## Objective
Arrange every line of the data below as a Markdown table with the columns "No." and "Line," numbering the rows and skipping blank lines. Leave the pictures out of the answer.

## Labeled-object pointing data
····················

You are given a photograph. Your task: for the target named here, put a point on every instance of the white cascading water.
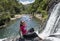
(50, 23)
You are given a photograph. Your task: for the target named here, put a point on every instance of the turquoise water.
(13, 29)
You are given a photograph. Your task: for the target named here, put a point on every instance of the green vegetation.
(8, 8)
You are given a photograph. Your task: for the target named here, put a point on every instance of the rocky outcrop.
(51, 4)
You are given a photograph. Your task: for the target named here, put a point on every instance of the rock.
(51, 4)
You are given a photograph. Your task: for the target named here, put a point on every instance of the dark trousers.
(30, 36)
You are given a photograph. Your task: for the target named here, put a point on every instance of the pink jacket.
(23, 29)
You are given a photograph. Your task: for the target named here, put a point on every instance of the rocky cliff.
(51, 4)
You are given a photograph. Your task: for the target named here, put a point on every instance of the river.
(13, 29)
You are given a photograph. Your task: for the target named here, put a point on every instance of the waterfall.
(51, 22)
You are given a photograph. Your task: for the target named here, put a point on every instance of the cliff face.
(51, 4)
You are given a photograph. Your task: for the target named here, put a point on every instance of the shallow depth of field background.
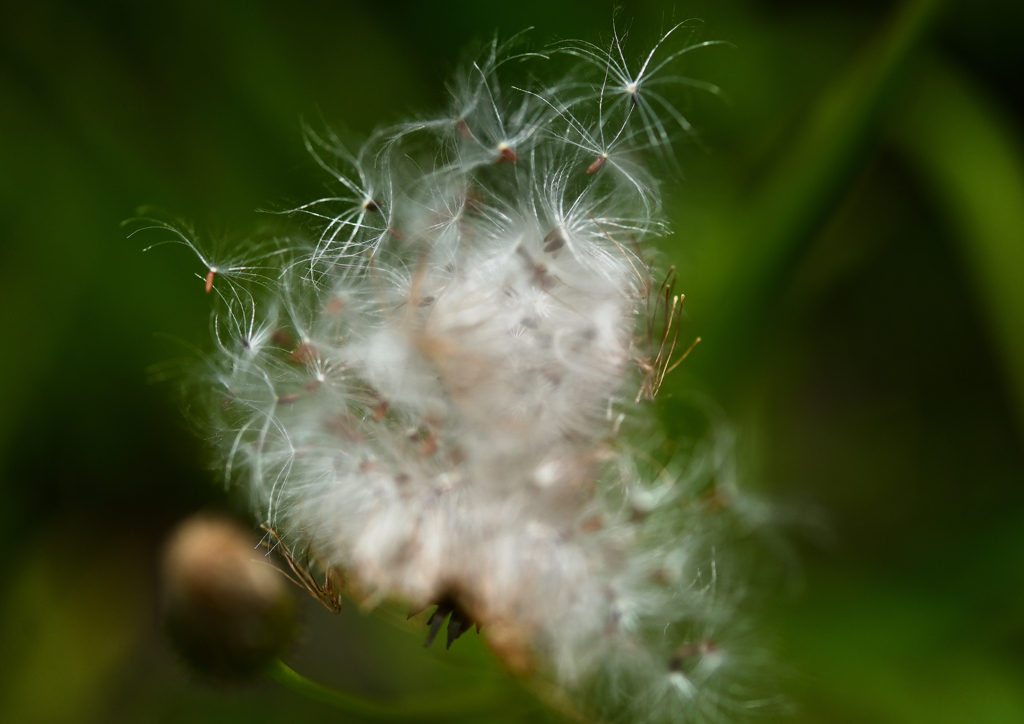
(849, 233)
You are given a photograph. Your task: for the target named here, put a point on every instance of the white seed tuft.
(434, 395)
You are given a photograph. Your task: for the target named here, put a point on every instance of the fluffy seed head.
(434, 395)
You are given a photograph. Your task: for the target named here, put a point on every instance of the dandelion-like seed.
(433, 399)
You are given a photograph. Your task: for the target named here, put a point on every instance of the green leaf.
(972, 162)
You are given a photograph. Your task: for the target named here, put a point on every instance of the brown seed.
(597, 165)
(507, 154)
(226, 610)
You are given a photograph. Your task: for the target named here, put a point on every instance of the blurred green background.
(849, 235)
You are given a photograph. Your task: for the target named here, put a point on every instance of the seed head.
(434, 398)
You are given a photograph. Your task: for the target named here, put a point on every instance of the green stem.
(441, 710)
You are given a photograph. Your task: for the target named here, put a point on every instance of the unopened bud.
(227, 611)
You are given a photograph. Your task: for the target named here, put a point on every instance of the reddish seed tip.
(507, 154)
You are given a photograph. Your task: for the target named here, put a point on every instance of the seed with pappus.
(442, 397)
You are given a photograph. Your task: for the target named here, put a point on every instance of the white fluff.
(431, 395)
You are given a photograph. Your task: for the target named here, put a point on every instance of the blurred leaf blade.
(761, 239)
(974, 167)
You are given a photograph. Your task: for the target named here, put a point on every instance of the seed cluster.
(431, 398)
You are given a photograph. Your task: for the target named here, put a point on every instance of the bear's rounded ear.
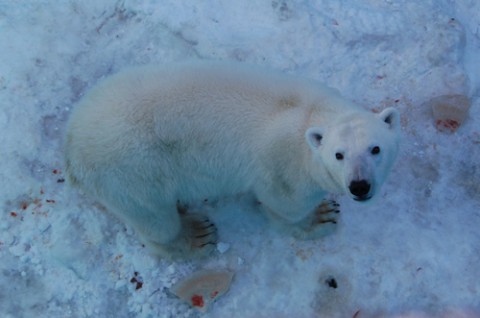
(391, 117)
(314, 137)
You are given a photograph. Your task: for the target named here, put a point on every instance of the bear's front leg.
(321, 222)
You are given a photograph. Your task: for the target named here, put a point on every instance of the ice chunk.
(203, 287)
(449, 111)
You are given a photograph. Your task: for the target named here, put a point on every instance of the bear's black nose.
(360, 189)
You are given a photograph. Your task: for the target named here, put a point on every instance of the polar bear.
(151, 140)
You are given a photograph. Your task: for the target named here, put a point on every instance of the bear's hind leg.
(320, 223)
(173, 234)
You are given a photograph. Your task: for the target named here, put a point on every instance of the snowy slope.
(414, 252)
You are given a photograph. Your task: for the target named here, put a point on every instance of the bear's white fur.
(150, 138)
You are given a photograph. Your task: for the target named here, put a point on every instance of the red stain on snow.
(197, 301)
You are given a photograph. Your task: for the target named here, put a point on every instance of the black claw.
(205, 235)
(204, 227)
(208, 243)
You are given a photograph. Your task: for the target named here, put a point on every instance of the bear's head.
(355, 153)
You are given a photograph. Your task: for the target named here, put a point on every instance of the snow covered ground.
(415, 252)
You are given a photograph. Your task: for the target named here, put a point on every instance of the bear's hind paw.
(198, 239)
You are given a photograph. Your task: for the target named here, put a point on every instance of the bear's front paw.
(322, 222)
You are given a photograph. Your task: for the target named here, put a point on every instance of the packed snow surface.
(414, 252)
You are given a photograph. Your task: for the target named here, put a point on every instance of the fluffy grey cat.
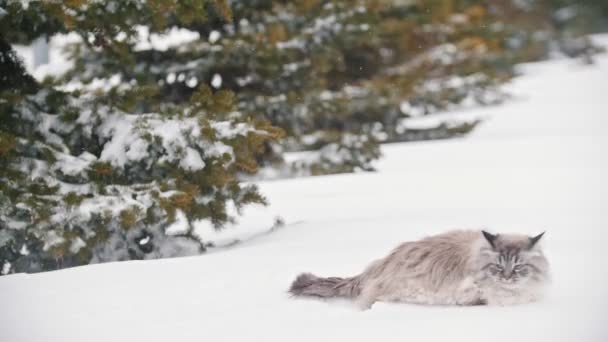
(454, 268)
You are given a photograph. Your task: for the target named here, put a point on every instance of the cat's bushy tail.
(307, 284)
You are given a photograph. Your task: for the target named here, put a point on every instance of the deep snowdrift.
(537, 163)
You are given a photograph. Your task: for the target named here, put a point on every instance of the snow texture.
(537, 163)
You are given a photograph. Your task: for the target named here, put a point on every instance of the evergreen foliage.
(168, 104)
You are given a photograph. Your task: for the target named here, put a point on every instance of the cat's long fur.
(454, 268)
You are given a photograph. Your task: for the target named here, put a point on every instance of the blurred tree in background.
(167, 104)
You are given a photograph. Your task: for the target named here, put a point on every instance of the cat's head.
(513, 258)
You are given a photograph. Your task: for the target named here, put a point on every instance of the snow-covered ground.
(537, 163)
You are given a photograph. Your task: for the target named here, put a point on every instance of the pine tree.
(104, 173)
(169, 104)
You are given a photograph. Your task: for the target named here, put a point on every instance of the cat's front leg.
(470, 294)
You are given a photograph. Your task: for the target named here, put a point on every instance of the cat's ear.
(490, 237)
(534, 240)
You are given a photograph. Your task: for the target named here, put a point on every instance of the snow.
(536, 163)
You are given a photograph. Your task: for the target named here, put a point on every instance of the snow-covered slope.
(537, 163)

····················

## Expected output
| No. | Line |
|---|---|
| 1 | You are given a photograph. Your task: for the target named here, put a point on every instance of the white cascading water. |
| 2 | (50, 23) |
| 3 | You are given a photograph. Your task: for the target named here, put a point on every instance of the turquoise water. |
| 4 | (13, 29) |
| 5 | You are given a photograph. Your task: for the target named here, put a point on every instance of the green vegetation. |
| 6 | (8, 8) |
| 7 | You are given a photograph. Your task: for the target named here, put a point on every instance of the rocky outcrop. |
| 8 | (51, 4) |
| 9 | You are given a photograph. Your task: for the target named here, put a point on every instance of the rock. |
| 10 | (51, 4) |
| 11 | You are given a photograph. Your task: for the target named here, put a point on every instance of the dark trousers. |
| 12 | (30, 36) |
| 13 | You are given a photograph. Your task: for the target named here, put a point on every instance of the pink jacket. |
| 14 | (23, 29) |
| 15 | You are given a photograph. Your task: for the target named here, put a point on every instance of the rocky cliff. |
| 16 | (51, 4) |
| 17 | You are given a photograph. Your task: for the target named here, put a point on every instance of the river. |
| 18 | (13, 29) |
| 19 | You are given a photograph. Your task: for the target named here, put a point on every instance of the waterfall. |
| 20 | (51, 22) |
| 21 | You are given a photograph. Your task: for the target named here, put a point on every instance of the cliff face. |
| 22 | (51, 4) |
| 23 | You are given a photograph. Your task: for the target named here, put a point on every instance of the shallow depth of field background. |
| 24 | (849, 233) |
| 25 | You are given a photograph. Your task: for the target named here, put a point on every instance of the white seed tuft. |
| 26 | (434, 395) |
| 27 | You are given a photograph. Your task: for the target named here, put a point on every instance of the fluffy seed head. |
| 28 | (434, 395) |
| 29 | You are given a photograph. Your task: for the target named here, put a point on every instance of the dandelion-like seed. |
| 30 | (433, 399) |
| 31 | You are given a photograph. Your task: for the target named here, put a point on every instance of the green leaf. |
| 32 | (972, 162) |
| 33 | You are given a photograph. Your task: for the target named here, put a point on every instance of the brown seed. |
| 34 | (597, 165) |
| 35 | (507, 154) |
| 36 | (226, 610) |
| 37 | You are given a photograph. Your task: for the target named here, put a point on every instance of the blurred green background. |
| 38 | (849, 235) |
| 39 | You are given a photograph. Your task: for the target named here, put a point on every instance of the seed head. |
| 40 | (434, 398) |
| 41 | You are given a photograph. Your task: for the target named here, put a point on every instance of the green stem. |
| 42 | (441, 710) |
| 43 | You are given a photograph. Your task: for the target named here, put a point on every instance of the unopened bud. |
| 44 | (227, 611) |
| 45 | You are given a photograph. Your task: for the target named here, put a point on every instance of the reddish seed tip. |
| 46 | (507, 154) |
| 47 | You are given a photograph. Your task: for the target named here, put a point on every instance of the seed with pappus. |
| 48 | (442, 397) |
| 49 | You are given a photograph. Your task: for the target named here, put a point on every instance of the white fluff. |
| 50 | (431, 395) |
| 51 | You are given a photograph. Your task: for the target named here, put a point on every instance of the blurred leaf blade. |
| 52 | (761, 239) |
| 53 | (974, 167) |
| 54 | You are given a photograph. Your task: for the target named here, put a point on every instance of the seed cluster. |
| 55 | (431, 398) |
| 56 | You are given a photograph. Your task: for the target named here, put a point on every instance of the bear's rounded ear. |
| 57 | (391, 117) |
| 58 | (314, 137) |
| 59 | You are given a photograph. Your task: for the target named here, put a point on every instance of the bear's front leg. |
| 60 | (321, 222) |
| 61 | You are given a photograph. Your task: for the target named here, put a point on every instance of the ice chunk. |
| 62 | (203, 287) |
| 63 | (449, 111) |
| 64 | You are given a photograph. Your task: for the target named here, put a point on every instance of the bear's black nose. |
| 65 | (360, 189) |
| 66 | You are given a photograph. Your task: for the target named here, put a point on every instance of the polar bear. |
| 67 | (151, 140) |
| 68 | You are given a photograph. Your task: for the target named here, put a point on every instance of the bear's hind leg. |
| 69 | (320, 223) |
| 70 | (173, 234) |
| 71 | You are given a photograph. Your task: for the target named here, put a point on every instance of the snowy slope. |
| 72 | (414, 252) |
| 73 | You are given a photograph. Your task: for the target named here, put a point on every instance of the bear's white fur. |
| 74 | (150, 138) |
| 75 | You are given a photograph. Your task: for the target named here, put a point on every instance of the red stain on snow. |
| 76 | (197, 301) |
| 77 | You are given a photograph. Your task: for the target named here, put a point on every instance of the black claw. |
| 78 | (205, 235) |
| 79 | (204, 227) |
| 80 | (208, 243) |
| 81 | You are given a photograph. Your task: for the target named here, put a point on every instance of the bear's head. |
| 82 | (355, 153) |
| 83 | You are given a photograph. Your task: for the target named here, put a point on every instance of the snow covered ground. |
| 84 | (415, 252) |
| 85 | You are given a photograph. Your task: for the target named here, put a point on every instance of the bear's hind paw. |
| 86 | (198, 239) |
| 87 | You are given a photograph. Your task: for the target named here, put a point on every instance of the bear's front paw. |
| 88 | (322, 222) |
| 89 | You are given a photograph. Your task: for the target named here, put a point on every instance of the packed snow surface. |
| 90 | (414, 252) |
| 91 | You are given a photograph. Your task: for the target named here, put a point on every instance of the fluffy grey cat. |
| 92 | (454, 268) |
| 93 | You are given a photograph. Your task: for the target named here, put a point on every instance of the cat's bushy tail. |
| 94 | (307, 284) |
| 95 | You are given a photograph. Your task: for the target named here, put a point on every instance of the deep snowdrift. |
| 96 | (537, 163) |
| 97 | You are given a photograph. Your task: for the target named here, put a point on every instance of the snow texture. |
| 98 | (537, 163) |
| 99 | You are given a photograph. Your task: for the target named here, put a point on every instance of the evergreen foliage. |
| 100 | (168, 104) |
| 101 | You are given a photograph. Your task: for the target named here, put a point on every instance of the cat's long fur. |
| 102 | (454, 268) |
| 103 | You are given a photograph. Your task: for the target named here, put a point on every instance of the blurred tree in background. |
| 104 | (167, 104) |
| 105 | You are given a photograph. Your task: for the target named here, put a point on every instance of the cat's head. |
| 106 | (513, 258) |
| 107 | You are given a photograph. Your task: for the target named here, put a point on every instance of the snow-covered ground. |
| 108 | (537, 163) |
| 109 | You are given a photograph. Your task: for the target named here, put a point on every instance of the pine tree. |
| 110 | (104, 173) |
| 111 | (169, 104) |
| 112 | You are given a photograph. Your task: for the target named here, put a point on every instance of the cat's front leg. |
| 113 | (470, 294) |
| 114 | You are given a photograph. Your task: for the target named here, put a point on every instance of the cat's ear. |
| 115 | (490, 237) |
| 116 | (534, 240) |
| 117 | You are given a photograph. Your task: for the target named here, put a point on every instance of the snow. |
| 118 | (536, 163) |
| 119 | You are given a photograph. Your task: for the target named here, put a point on every instance of the snow-covered slope. |
| 120 | (537, 163) |